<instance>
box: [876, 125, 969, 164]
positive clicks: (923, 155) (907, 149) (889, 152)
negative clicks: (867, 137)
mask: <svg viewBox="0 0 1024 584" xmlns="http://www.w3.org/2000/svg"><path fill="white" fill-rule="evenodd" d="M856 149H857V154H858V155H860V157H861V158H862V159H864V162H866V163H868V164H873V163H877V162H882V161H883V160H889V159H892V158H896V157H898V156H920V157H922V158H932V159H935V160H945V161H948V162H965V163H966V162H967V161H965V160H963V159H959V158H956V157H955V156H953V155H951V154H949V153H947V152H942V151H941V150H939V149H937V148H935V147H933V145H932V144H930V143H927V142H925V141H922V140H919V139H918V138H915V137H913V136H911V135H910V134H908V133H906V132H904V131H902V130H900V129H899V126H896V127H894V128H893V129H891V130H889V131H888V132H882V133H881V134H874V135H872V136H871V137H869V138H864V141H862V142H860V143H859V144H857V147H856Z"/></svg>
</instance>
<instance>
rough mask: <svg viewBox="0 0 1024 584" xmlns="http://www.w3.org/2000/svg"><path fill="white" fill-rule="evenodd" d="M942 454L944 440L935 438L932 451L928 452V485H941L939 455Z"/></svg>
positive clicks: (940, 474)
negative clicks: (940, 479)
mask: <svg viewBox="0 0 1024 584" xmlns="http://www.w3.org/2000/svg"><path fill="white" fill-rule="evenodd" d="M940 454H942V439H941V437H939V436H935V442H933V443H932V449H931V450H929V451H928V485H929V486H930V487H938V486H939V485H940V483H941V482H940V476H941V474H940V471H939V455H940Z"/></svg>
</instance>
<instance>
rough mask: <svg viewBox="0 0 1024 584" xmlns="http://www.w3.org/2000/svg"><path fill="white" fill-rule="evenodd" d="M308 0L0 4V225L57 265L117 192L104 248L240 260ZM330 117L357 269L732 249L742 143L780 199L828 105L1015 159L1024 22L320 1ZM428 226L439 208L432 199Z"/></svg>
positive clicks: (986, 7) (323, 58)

▸ ASSIGNMENT
Please give every entry again, precisely as it appears.

▸ RESULT FOR THIS EXERCISE
<instance>
box: [876, 125, 969, 164]
positive clicks: (923, 155) (907, 149) (889, 152)
negative clicks: (867, 137)
mask: <svg viewBox="0 0 1024 584" xmlns="http://www.w3.org/2000/svg"><path fill="white" fill-rule="evenodd" d="M856 149H857V154H858V155H860V157H861V158H862V159H864V162H866V163H868V164H873V163H877V162H882V161H883V160H889V159H892V158H896V157H898V156H920V157H922V158H932V159H935V160H945V161H948V162H965V163H966V162H967V161H965V160H963V159H959V158H956V157H955V156H953V155H951V154H949V153H947V152H942V151H941V150H939V149H937V148H935V147H933V145H932V144H930V143H927V142H925V141H922V140H919V139H918V138H915V137H913V136H911V135H910V134H908V133H906V132H904V131H902V130H900V129H899V126H896V127H894V128H893V129H891V130H889V131H888V132H882V133H881V134H874V135H872V136H871V137H869V138H864V141H862V142H860V143H859V144H857V147H856Z"/></svg>
</instance>
<instance>
rough mask: <svg viewBox="0 0 1024 584" xmlns="http://www.w3.org/2000/svg"><path fill="white" fill-rule="evenodd" d="M942 454L944 440L935 438L932 451L928 452V485H941L939 455Z"/></svg>
positive clicks: (940, 474)
negative clicks: (940, 479)
mask: <svg viewBox="0 0 1024 584" xmlns="http://www.w3.org/2000/svg"><path fill="white" fill-rule="evenodd" d="M940 454H942V439H941V437H939V436H935V442H933V443H932V449H931V450H929V451H928V485H929V486H930V487H938V486H939V485H940V483H941V482H940V476H941V474H940V471H939V455H940Z"/></svg>
</instance>
<instance>
rough mask: <svg viewBox="0 0 1024 584" xmlns="http://www.w3.org/2000/svg"><path fill="white" fill-rule="evenodd" d="M308 0L0 4V225L57 265L117 192L104 248L240 260ZM330 117L357 269L732 249L742 143L780 199L828 105L1015 159L1024 22L320 1ZM428 226L439 208L432 199Z"/></svg>
positive clicks: (986, 7) (323, 58)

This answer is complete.